>>>>>
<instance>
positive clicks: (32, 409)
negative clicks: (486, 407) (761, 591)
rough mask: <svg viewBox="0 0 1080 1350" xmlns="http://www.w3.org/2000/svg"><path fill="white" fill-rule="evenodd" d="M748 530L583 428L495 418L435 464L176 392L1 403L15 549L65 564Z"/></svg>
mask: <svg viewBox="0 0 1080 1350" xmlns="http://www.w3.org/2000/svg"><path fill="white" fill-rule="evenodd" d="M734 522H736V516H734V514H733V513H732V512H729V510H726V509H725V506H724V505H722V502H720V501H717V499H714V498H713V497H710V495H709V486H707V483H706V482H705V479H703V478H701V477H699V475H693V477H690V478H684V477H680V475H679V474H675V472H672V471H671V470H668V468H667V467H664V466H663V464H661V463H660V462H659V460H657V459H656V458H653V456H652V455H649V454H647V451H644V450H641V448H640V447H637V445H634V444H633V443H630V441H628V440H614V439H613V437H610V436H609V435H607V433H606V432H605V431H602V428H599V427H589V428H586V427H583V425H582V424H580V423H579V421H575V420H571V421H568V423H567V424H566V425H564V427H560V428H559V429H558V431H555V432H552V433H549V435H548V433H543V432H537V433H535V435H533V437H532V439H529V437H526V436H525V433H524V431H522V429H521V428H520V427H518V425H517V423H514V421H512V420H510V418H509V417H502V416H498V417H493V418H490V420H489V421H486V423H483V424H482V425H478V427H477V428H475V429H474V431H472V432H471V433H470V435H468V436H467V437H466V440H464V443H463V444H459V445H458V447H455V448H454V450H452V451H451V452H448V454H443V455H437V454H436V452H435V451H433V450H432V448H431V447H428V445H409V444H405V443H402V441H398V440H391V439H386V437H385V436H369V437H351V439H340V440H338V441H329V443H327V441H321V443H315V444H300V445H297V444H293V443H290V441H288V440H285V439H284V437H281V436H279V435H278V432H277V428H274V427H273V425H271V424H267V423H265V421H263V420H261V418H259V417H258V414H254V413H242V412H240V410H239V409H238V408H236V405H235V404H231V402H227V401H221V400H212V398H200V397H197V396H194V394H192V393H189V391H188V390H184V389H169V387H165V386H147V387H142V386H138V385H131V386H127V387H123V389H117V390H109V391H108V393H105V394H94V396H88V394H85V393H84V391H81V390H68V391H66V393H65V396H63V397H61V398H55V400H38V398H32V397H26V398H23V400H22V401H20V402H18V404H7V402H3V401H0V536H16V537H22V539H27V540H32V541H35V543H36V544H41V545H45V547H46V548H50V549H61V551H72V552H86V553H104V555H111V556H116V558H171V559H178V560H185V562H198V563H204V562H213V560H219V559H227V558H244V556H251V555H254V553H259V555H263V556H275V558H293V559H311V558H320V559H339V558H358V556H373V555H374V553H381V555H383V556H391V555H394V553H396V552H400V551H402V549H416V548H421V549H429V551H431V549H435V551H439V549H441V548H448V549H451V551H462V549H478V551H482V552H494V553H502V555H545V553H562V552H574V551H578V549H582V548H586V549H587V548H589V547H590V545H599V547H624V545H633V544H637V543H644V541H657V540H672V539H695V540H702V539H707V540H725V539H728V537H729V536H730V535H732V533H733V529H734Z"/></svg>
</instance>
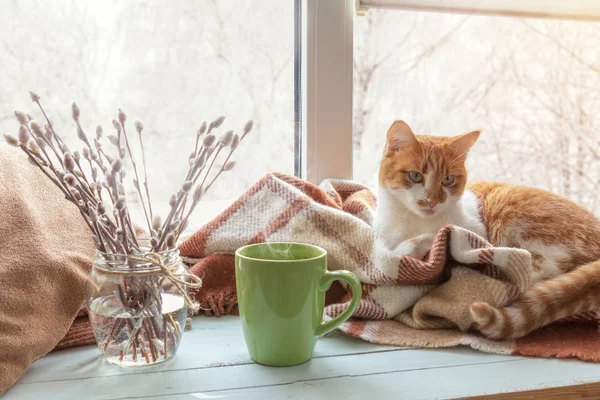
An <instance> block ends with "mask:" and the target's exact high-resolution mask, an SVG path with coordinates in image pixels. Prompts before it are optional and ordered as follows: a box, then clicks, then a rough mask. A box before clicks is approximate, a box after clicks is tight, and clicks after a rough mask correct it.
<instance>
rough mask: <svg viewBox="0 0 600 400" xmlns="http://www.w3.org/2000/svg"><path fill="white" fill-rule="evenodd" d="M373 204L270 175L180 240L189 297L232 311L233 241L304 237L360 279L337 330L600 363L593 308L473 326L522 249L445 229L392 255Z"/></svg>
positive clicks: (332, 313)
mask: <svg viewBox="0 0 600 400" xmlns="http://www.w3.org/2000/svg"><path fill="white" fill-rule="evenodd" d="M375 209H376V198H375V196H374V194H373V193H372V191H371V190H369V189H368V188H367V187H366V186H363V185H360V184H358V183H356V182H351V181H343V180H326V181H324V182H323V183H322V184H321V185H320V186H318V187H317V186H315V185H312V184H309V183H307V182H305V181H302V180H300V179H297V178H294V177H290V176H286V175H282V174H269V175H267V176H265V177H264V178H263V179H261V180H260V181H259V182H258V183H256V184H255V185H254V186H253V187H252V188H250V189H249V190H248V191H247V192H246V193H245V194H244V195H242V196H241V197H240V198H239V199H237V200H236V201H235V202H234V203H233V204H232V205H231V206H230V207H229V208H228V209H226V210H225V211H224V212H223V213H222V214H220V215H219V216H218V217H217V218H215V219H214V220H213V221H211V222H210V223H208V224H207V225H206V226H204V227H203V228H201V229H200V230H199V231H197V232H196V233H194V234H193V235H191V236H189V237H188V238H186V239H185V240H184V241H183V242H182V243H181V244H180V252H181V254H182V256H184V257H186V258H187V260H188V261H192V263H191V268H190V272H191V273H193V274H196V275H198V276H200V277H202V279H203V287H202V288H201V289H200V290H199V291H197V292H195V293H193V296H194V297H195V299H196V300H197V301H199V302H200V304H201V309H202V310H203V311H204V313H205V314H207V315H214V316H219V315H224V314H237V298H236V293H235V272H234V271H235V267H234V256H233V254H234V253H235V250H236V249H237V248H239V247H241V246H244V245H247V244H251V243H259V242H269V241H271V242H275V241H288V242H291V241H294V242H302V243H310V244H315V245H318V246H321V247H323V248H325V249H326V250H327V252H328V267H329V268H330V269H332V270H337V269H346V270H350V271H352V272H354V273H355V274H356V275H357V276H358V277H359V279H360V280H361V282H362V289H363V297H362V300H361V302H360V305H359V307H358V310H357V311H356V313H355V314H354V317H353V319H351V320H349V321H348V322H346V323H344V324H343V325H342V326H341V328H340V330H341V331H342V332H345V333H346V334H348V335H350V336H354V337H357V338H360V339H363V340H366V341H369V342H372V343H378V344H386V345H398V346H419V347H452V346H459V345H465V346H471V347H472V348H474V349H477V350H481V351H485V352H490V353H498V354H521V355H530V356H539V357H578V358H580V359H584V360H590V361H600V335H598V329H599V323H598V319H597V317H596V316H595V315H593V316H589V315H588V316H584V317H582V318H579V319H570V320H568V321H563V322H562V323H557V324H554V325H552V326H549V327H546V328H543V329H540V330H538V331H537V332H534V333H533V334H531V335H529V336H528V337H526V338H523V339H518V340H512V341H492V340H488V339H486V338H484V337H482V336H481V335H480V334H478V333H477V332H474V331H473V330H472V320H471V317H470V313H469V306H470V305H471V304H472V303H473V302H477V301H484V302H487V303H489V304H491V305H494V306H503V305H506V304H508V303H510V302H512V301H513V300H515V299H516V298H517V297H518V296H519V295H520V294H522V293H523V292H524V291H525V290H527V289H528V288H529V287H530V285H531V271H532V266H531V256H530V254H529V253H528V252H527V251H525V250H521V249H515V248H498V247H493V246H492V245H491V244H490V243H488V242H487V241H486V240H484V239H483V238H481V237H479V236H477V235H476V234H474V233H472V232H469V231H466V230H464V229H461V228H459V227H456V226H447V227H444V228H443V229H442V230H440V232H438V234H437V235H436V237H435V240H434V242H433V246H432V248H431V249H430V250H429V248H427V249H425V251H423V249H422V246H420V244H421V243H419V238H415V239H414V240H412V241H409V242H408V243H407V246H405V247H406V249H405V251H404V252H403V253H400V252H392V251H390V250H388V249H386V248H385V247H384V246H382V245H380V244H379V242H378V240H377V239H376V236H375V233H374V231H373V229H372V226H371V224H372V221H373V217H374V213H375ZM350 297H351V295H350V293H349V292H348V290H347V288H346V287H344V286H342V284H339V283H337V282H336V283H334V285H332V287H331V289H329V291H328V292H327V296H326V308H325V314H326V317H333V316H336V315H338V314H339V313H341V312H342V311H343V310H344V309H345V308H346V307H347V301H349V299H350ZM86 325H87V324H86ZM86 325H84V324H81V325H79V326H76V325H74V328H73V329H74V331H73V332H72V335H71V336H70V335H67V337H66V338H65V340H64V341H63V342H64V343H62V346H63V347H68V346H71V345H74V344H77V343H79V342H81V341H82V339H81V338H76V339H74V336H73V335H76V334H77V332H78V329H79V330H87V329H89V327H86ZM82 335H83V334H82ZM69 340H71V342H69Z"/></svg>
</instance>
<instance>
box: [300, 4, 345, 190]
mask: <svg viewBox="0 0 600 400" xmlns="http://www.w3.org/2000/svg"><path fill="white" fill-rule="evenodd" d="M296 1H297V2H298V1H301V2H302V9H301V14H302V18H301V24H302V27H301V29H298V25H296V35H297V37H298V35H301V36H300V38H301V39H300V40H301V62H300V64H301V74H300V76H299V77H297V78H296V82H295V83H296V91H297V92H298V90H300V92H301V105H300V113H299V114H298V113H297V117H296V138H297V140H296V149H295V150H296V159H298V158H299V157H301V160H303V161H305V162H302V163H301V164H302V165H301V167H300V168H299V169H298V171H297V174H298V172H300V174H299V176H300V177H302V178H304V179H306V180H307V181H309V182H311V183H314V184H319V183H321V181H322V180H323V179H326V178H340V179H351V178H352V163H353V153H352V107H353V104H352V80H353V68H352V66H353V29H352V24H353V18H354V10H355V7H354V6H355V4H354V1H353V0H327V1H322V0H321V1H319V0H296ZM296 5H298V4H296ZM298 22H299V18H298V17H297V18H296V24H298ZM296 61H298V60H296ZM299 133H300V134H301V135H300V136H301V140H299V139H298V138H299Z"/></svg>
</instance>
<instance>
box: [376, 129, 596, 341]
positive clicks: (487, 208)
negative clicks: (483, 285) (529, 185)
mask: <svg viewBox="0 0 600 400" xmlns="http://www.w3.org/2000/svg"><path fill="white" fill-rule="evenodd" d="M478 136H479V132H478V131H475V132H471V133H468V134H465V135H460V136H457V137H435V136H428V135H415V134H414V133H413V132H412V130H411V129H410V127H409V126H408V125H407V124H406V123H404V122H402V121H396V122H394V123H393V124H392V126H391V127H390V129H389V131H388V135H387V144H386V149H385V151H384V156H383V158H382V161H381V166H380V171H379V186H380V188H379V198H378V212H377V216H376V219H375V229H376V230H377V232H378V234H379V236H380V237H381V238H382V239H383V240H384V242H385V243H386V244H387V245H388V246H390V247H392V248H395V247H398V246H400V245H401V243H402V242H403V241H404V240H408V239H410V238H411V237H414V236H419V235H423V234H431V235H433V234H435V232H437V230H438V229H439V228H441V227H442V226H443V225H446V224H456V225H459V226H461V227H463V228H466V229H470V230H472V231H475V232H477V233H478V234H480V235H482V236H484V237H486V239H487V240H489V241H490V242H491V243H492V244H493V245H495V246H508V247H519V248H524V249H526V250H528V251H529V252H530V253H531V254H532V257H533V260H534V281H535V282H536V284H535V286H534V287H533V288H532V289H531V290H529V291H528V292H527V293H525V294H524V295H523V296H522V297H521V298H520V299H519V300H517V302H515V303H514V304H512V305H510V306H509V307H505V308H502V309H495V308H493V307H491V306H490V305H488V304H485V303H476V304H473V305H472V307H471V314H472V317H473V320H474V321H475V324H474V328H476V329H478V330H480V331H481V332H482V333H484V334H485V335H486V336H488V337H491V338H516V337H521V336H524V335H526V334H528V333H529V332H531V331H532V330H534V329H537V328H539V327H541V326H544V325H547V324H549V323H551V322H554V321H556V320H559V319H562V318H564V317H568V316H572V315H575V314H578V313H580V312H584V311H594V310H596V309H597V308H599V307H600V290H599V289H600V221H599V220H598V219H597V218H596V217H595V216H594V215H593V214H592V213H591V212H590V211H588V210H586V209H585V208H583V207H581V206H579V205H578V204H576V203H574V202H572V201H570V200H568V199H565V198H563V197H561V196H558V195H556V194H553V193H551V192H548V191H545V190H541V189H535V188H530V187H525V186H517V185H509V184H503V183H496V182H477V183H473V184H470V185H467V171H466V168H465V160H466V157H467V154H468V151H469V149H470V148H471V146H472V145H473V144H474V143H475V141H476V140H477V138H478ZM411 172H413V173H414V172H418V173H419V176H420V177H421V178H422V180H421V181H419V182H415V179H411V176H413V178H414V174H412V175H410V173H411ZM447 176H453V177H454V178H452V179H446V180H444V178H445V177H447ZM417 180H418V179H417ZM449 181H452V182H451V184H448V182H449ZM442 182H444V183H445V184H443V183H442Z"/></svg>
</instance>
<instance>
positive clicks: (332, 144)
mask: <svg viewBox="0 0 600 400" xmlns="http://www.w3.org/2000/svg"><path fill="white" fill-rule="evenodd" d="M394 1H397V2H398V3H401V2H402V1H401V0H392V1H391V2H394ZM295 2H296V18H295V19H296V21H295V24H296V32H295V35H296V42H295V44H296V64H297V67H298V70H299V72H300V73H296V74H295V91H296V93H295V95H296V102H295V111H296V121H295V122H296V127H295V128H296V131H295V138H296V139H295V159H296V160H295V173H296V176H299V177H301V178H303V179H305V180H307V181H309V182H311V183H314V184H320V183H321V182H322V181H323V179H326V178H340V179H352V178H353V118H352V113H353V99H352V93H353V61H354V60H353V34H354V32H353V18H354V16H355V15H358V16H363V15H365V13H366V12H368V10H369V8H371V7H369V6H366V5H365V4H363V1H362V0H327V1H325V0H321V1H319V0H295ZM412 3H414V1H412ZM378 8H386V9H392V8H395V9H407V10H413V11H430V12H442V13H460V14H488V15H489V14H492V15H498V14H502V15H505V16H512V17H535V18H552V19H570V20H591V21H600V14H595V13H591V14H590V15H582V14H577V13H576V12H575V11H576V10H575V9H577V7H574V11H573V12H572V13H565V12H563V13H556V12H554V13H552V12H548V13H532V12H527V10H524V11H523V12H514V13H509V14H507V13H494V12H492V11H493V10H487V11H486V10H474V9H471V10H468V9H453V8H452V7H451V6H450V7H438V8H431V7H426V6H423V5H422V6H419V7H415V6H411V7H404V8H403V7H383V6H382V7H378Z"/></svg>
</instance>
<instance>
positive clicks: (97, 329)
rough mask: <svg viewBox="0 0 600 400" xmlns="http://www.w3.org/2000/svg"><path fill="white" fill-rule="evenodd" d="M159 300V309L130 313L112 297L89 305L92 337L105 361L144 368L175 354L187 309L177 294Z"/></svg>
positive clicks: (134, 311)
mask: <svg viewBox="0 0 600 400" xmlns="http://www.w3.org/2000/svg"><path fill="white" fill-rule="evenodd" d="M161 299H162V302H161V303H162V305H161V306H160V307H156V305H153V306H151V307H144V308H137V309H130V310H126V309H124V308H123V304H122V302H121V301H120V300H119V299H118V298H117V297H116V295H110V296H104V297H99V298H97V299H95V300H94V301H93V302H92V304H91V305H90V308H89V316H90V319H91V322H92V326H93V327H95V329H94V336H95V337H96V342H97V343H98V347H99V348H100V351H101V352H102V354H103V355H104V357H105V359H106V360H107V361H109V362H111V363H113V364H117V365H121V366H127V367H129V366H146V365H153V364H157V363H160V362H164V361H166V360H168V359H170V358H171V357H173V356H174V355H175V353H176V351H177V347H178V346H179V343H180V342H181V337H182V334H183V329H184V328H185V320H186V317H187V309H186V307H185V302H184V299H183V297H182V296H179V295H177V294H172V293H162V294H161ZM156 303H158V302H156ZM159 310H160V311H159Z"/></svg>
<<<<<
● Exercise goal: Copy all the lines above that hold the string "positive".

● Answer below:
positive clicks: (32, 409)
positive clicks: (332, 313)
positive clicks: (487, 208)
positive clicks: (332, 144)
positive clicks: (97, 329)
positive clicks: (134, 311)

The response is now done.